--- START TASK INPUTS ---
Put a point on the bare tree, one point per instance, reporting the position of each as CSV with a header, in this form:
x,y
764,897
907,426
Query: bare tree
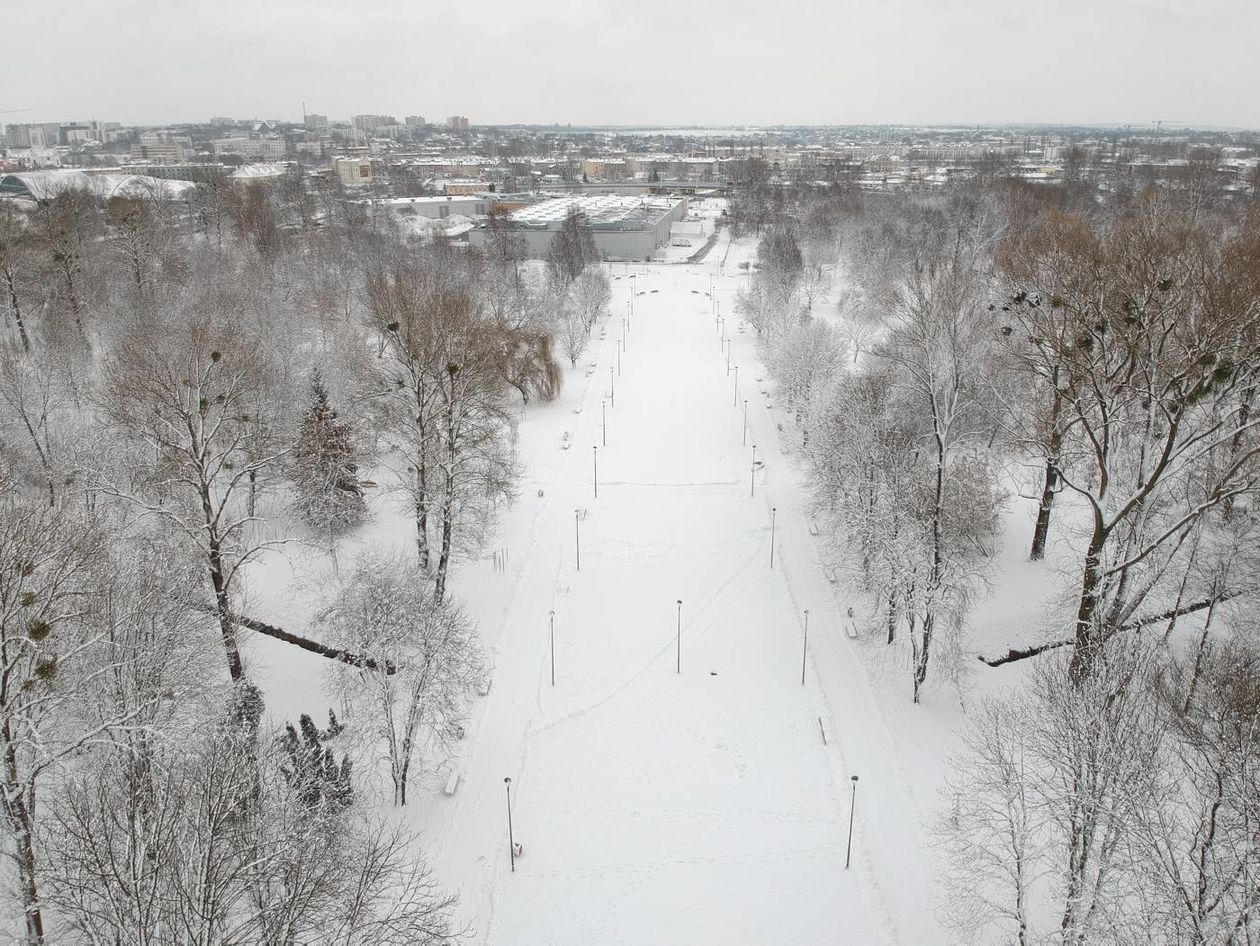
x,y
1148,328
591,294
63,227
45,655
383,610
14,262
185,386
--- END TASK INPUTS ---
* **YOUR TASK**:
Reproduce every line of the rows above, requests included, and offset each x and y coordinate in the answers by -123 while leaving the numbers in the requests unchanged. Omit the pictures from your reproduction.

* **FINISHED TASK**:
Put a point on the bare tree, one point per instance, reporting the position of each as CSV with a header, in this form:
x,y
764,897
907,426
Query: bare tree
x,y
1025,205
468,171
-60,104
-78,532
260,487
-109,139
62,263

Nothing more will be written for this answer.